| TASK OBJECTIVE |
Transcribe the listing that follows in full, omitting pictures.
◇ ◇ ◇ ◇
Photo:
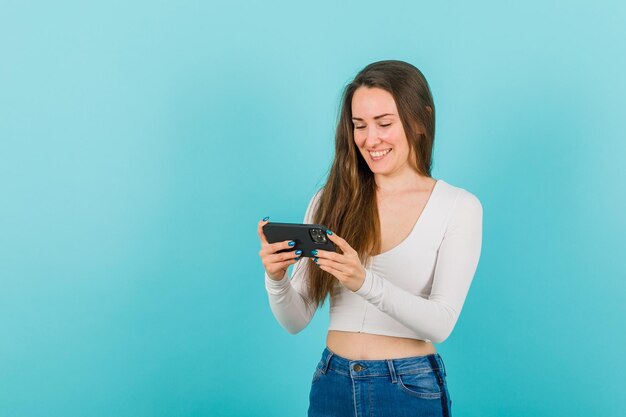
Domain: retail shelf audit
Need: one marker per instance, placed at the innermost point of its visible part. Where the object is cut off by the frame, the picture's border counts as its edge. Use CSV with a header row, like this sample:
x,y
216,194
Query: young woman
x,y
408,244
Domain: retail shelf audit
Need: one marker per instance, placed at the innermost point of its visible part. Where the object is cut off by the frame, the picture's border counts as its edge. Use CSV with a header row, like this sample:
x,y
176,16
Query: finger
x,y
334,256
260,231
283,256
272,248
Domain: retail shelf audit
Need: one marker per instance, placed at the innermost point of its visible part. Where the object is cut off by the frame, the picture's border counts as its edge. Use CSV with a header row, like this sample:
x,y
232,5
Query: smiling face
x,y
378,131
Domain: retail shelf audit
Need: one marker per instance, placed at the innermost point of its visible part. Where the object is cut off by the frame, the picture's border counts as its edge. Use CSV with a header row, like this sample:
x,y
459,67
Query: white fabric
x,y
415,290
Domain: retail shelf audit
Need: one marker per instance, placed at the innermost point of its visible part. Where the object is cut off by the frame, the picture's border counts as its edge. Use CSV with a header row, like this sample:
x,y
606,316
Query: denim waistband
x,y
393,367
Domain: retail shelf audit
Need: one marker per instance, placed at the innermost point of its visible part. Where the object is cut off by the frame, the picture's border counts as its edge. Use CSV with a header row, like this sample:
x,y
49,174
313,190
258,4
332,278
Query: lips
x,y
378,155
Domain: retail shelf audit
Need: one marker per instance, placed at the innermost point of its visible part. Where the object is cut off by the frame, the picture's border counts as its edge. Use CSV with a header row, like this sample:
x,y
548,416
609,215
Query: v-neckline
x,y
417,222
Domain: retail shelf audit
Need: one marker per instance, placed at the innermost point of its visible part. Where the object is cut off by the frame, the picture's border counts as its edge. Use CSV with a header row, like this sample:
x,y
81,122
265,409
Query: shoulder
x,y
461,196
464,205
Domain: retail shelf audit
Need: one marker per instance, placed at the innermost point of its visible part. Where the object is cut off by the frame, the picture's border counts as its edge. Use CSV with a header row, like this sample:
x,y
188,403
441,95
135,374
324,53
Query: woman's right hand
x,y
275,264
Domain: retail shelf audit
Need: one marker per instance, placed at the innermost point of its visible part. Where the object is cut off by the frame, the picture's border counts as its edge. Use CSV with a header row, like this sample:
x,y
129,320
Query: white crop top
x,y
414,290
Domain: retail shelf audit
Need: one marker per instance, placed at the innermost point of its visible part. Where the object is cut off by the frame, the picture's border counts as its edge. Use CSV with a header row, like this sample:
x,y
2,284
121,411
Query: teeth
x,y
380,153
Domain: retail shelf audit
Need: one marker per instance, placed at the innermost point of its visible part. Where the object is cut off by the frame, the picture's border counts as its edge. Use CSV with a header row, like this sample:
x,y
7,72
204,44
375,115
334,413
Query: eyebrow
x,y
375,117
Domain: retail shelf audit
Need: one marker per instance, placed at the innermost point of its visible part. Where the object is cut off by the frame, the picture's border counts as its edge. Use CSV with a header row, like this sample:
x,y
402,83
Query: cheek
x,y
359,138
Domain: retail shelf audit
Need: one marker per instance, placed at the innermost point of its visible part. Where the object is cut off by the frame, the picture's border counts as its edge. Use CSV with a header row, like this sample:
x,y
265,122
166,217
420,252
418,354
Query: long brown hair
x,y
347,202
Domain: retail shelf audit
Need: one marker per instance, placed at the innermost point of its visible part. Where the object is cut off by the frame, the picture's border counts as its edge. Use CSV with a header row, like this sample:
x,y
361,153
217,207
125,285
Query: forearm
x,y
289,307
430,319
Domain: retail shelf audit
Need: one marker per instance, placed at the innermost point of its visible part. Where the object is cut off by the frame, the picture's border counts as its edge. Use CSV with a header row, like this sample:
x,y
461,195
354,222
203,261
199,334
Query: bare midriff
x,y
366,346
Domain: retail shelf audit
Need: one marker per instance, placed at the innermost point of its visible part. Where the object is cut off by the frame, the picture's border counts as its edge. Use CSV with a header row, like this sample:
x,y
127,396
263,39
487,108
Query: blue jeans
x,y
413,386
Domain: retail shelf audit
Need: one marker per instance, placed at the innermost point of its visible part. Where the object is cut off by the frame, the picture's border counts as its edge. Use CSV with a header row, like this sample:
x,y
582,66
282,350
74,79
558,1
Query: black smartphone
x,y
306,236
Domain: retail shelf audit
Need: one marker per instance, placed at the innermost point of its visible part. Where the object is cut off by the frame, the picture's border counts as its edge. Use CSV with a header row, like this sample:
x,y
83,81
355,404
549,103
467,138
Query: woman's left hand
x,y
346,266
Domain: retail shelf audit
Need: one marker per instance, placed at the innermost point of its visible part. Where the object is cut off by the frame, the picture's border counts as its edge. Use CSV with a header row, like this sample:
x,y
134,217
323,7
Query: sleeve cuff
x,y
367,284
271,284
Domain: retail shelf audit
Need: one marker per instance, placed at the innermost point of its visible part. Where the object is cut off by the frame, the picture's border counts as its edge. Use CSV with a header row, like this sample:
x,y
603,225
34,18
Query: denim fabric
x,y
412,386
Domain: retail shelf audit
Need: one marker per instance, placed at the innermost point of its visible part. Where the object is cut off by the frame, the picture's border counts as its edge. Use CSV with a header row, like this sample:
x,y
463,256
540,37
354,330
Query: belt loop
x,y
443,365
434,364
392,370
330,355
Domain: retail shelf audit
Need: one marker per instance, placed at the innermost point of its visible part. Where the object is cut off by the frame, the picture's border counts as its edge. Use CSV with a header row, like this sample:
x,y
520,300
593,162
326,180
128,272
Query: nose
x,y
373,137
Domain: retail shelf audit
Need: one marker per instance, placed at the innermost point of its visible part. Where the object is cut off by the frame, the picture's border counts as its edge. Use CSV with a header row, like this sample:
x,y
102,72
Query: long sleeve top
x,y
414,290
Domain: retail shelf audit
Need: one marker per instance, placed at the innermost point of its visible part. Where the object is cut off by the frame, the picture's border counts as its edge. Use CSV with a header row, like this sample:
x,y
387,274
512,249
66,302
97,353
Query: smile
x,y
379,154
◇ ◇ ◇ ◇
| ANSWER |
Photo:
Domain: retail shelf audit
Need: one marker per instance, placed at the innermost point of its visible part. Where the object is cut off by the frame, the picture's border counts as its edge. Use CSV with a header row, like this sample:
x,y
216,194
Query: young woman
x,y
408,244
Domain: retail shelf audit
Need: one marker per instance, placed at the innermost point of its visible part. Where the object is cut off by the frame, the picture's border counts as its edge. Use CSV with a header row, like this sample:
x,y
176,16
Query: finger
x,y
334,256
260,231
283,256
272,248
Domain: retail shelf audit
Need: one marker per instance, placed at the innermost point of its visible part. Where the object is cut off by the frame, the picture's border counts as its edge. Use CSV with a header row, like this sample:
x,y
232,5
Query: smiling face
x,y
378,131
Domain: retail shelf audit
Need: one marker per instance, placed at the innermost point of its visible part. Where the object is cut off by the frame, the picture's border counts as its edge. Use CSV with a header row, like this sample:
x,y
459,67
Query: white fabric
x,y
415,290
Domain: retail shelf audit
Need: one marker per instance, placed at the innermost point of its visible part. Where the object is cut off by the frame, the picture's border counts as its edge. Use CSV with a header row, like this sample:
x,y
606,316
Query: denim waistband
x,y
393,367
Domain: retail shelf audit
Need: one marker per instance, placed at the innermost point of its visible part. Where the object is cut off by the frame, the picture's border counts as its edge. Use CSV with a header row, like this sample:
x,y
49,174
313,190
258,4
332,278
Query: lips
x,y
378,155
Domain: retail shelf audit
Need: one marker per instance, placed at the innermost point of its visible part. Where the object is cut off by the frame, the picture's border counts as its edge. Use CSV with a header row, like this sample:
x,y
548,416
609,215
Query: v-neckline
x,y
417,222
Domain: retail shelf audit
Need: one marker per instance, placed at the innermost point of its visible part. Where the object is cut off by the frame, the picture's border counts as its edge. Use CSV with a header row, like this sample:
x,y
81,122
265,409
Query: shoulder
x,y
461,196
464,205
Domain: retail shelf audit
Need: one marker per instance, placed at the innermost point of its visible part. Where the object is cut off by the frame, the picture's border counts as its edge. Use CSV with a header row, like this sample:
x,y
188,403
441,95
135,374
324,53
Query: woman's right hand
x,y
275,264
Domain: retail shelf audit
Need: one marker per instance, placed at the innermost point of its visible part. Where the object is cut off by the frame, the picture's border counts as its edge. Use CSV with a header row, like this sample:
x,y
129,320
Query: white crop top
x,y
414,290
Domain: retail shelf audit
Need: one marker per instance, placed at the innermost point of its visible part. Where the object is cut off by the frame, the picture's border counts as its edge. Use CSV with a header row, like this sample:
x,y
2,284
121,411
Query: teeth
x,y
380,153
Domain: retail shelf audit
Need: one marker per instance, placed at the innermost point of its visible part. Where the object is cut off by the frame, the picture's border counts as its edge. Use CSV with a header row, like this sample:
x,y
7,72
204,44
375,115
334,413
Query: eyebrow
x,y
375,117
Domain: retail shelf audit
Need: one marker per instance, placed at the innermost point of its visible part. Where the object is cut off by the frame, the picture's border counts as its edge. Use CSV with a header row, like this sample:
x,y
402,83
Query: cheek
x,y
359,138
Domain: retail shelf audit
Need: one marker per instance, placed at the innermost point of its visible part. Where the object is cut off by the frame, the picture's border counts as its edge. Use CSV with a header row, like this sample:
x,y
265,122
166,217
420,252
418,354
Query: long brown hair
x,y
347,202
Domain: retail shelf audit
Need: one marker per instance, placed at the innermost point of its visible part. Where the object is cut off by the frame, the picture's border counts as its edge. Use CSV with a header row, like this sample:
x,y
361,153
217,207
125,285
Query: forearm
x,y
289,307
430,319
Domain: retail shelf audit
Need: one marker per instance, placed at the innermost point of its visible part. Where the object is cut off by the frame, the picture's border counts as its edge. Use CSV with a header row, like this sample:
x,y
461,195
354,222
203,261
199,334
Query: bare midriff
x,y
366,346
Domain: retail shelf audit
Need: one marker per instance, placed at the innermost point of its visible part. Where the object is cut off by the frame, the picture's border counts as its edge. Use CSV with a header row, like this sample:
x,y
127,396
263,39
487,108
Query: blue jeans
x,y
413,386
Domain: retail shelf audit
Need: one marker per instance, placed at the innermost point of its visible part. Where the object is cut off by the frame, the picture's border counts as its edge. Use CSV with a header row, like this sample:
x,y
582,66
282,350
74,79
558,1
Query: black smartphone
x,y
306,236
Domain: retail shelf audit
Need: one marker per instance, placed at the innermost point of its visible part. Where the object is cut off by the frame, the picture's border counts as its edge. Use CSV with a header row, like this sample:
x,y
83,81
355,404
549,103
467,138
Query: woman's left hand
x,y
346,266
Domain: retail shelf audit
Need: one marker per instance, placed at the innermost point of its visible part. Where the object is cut off by the frame, the picture's border counts as its edge. Use CSV with a header row, like this sample:
x,y
134,217
323,7
Query: sleeve cuff
x,y
367,284
271,284
Domain: retail shelf audit
Need: one marker per instance, placed at the innermost point of its visible part. Where the object is cut off by the frame, the picture's border counts as its edge. Use CSV with a header row, like this sample:
x,y
603,225
34,18
Query: denim fabric
x,y
412,386
Domain: retail shelf audit
Need: one marker per instance, placed at the innermost point of its visible part. Where the object is cut off by the frame, the picture's border counts as its edge. Use CSV with a header row, like this sample:
x,y
463,256
540,37
354,330
Query: belt loop
x,y
443,365
434,364
392,370
330,355
Domain: retail shelf audit
Need: one marker per instance, placed at the innermost point of its visible part. Where the object is cut off by the frame, the picture's border counts as its edge. Use CSV with a header row, like this sample:
x,y
520,300
593,162
326,180
128,272
Query: nose
x,y
373,137
Domain: retail shelf audit
Need: one marker per instance, placed at the innermost point of its visible part. Where the object is cut off by the frame, the picture's border counts as its edge. Use CSV with a header row, like this sample:
x,y
102,72
Query: long sleeve top
x,y
414,290
Domain: retail shelf audit
Need: one marker per instance, placed at the innermost point of its visible part. Where the object is cut off by the frame, the picture's border counts as its edge. Use CSV with a header row, like this sample:
x,y
387,274
512,249
66,302
97,353
Query: smile
x,y
379,154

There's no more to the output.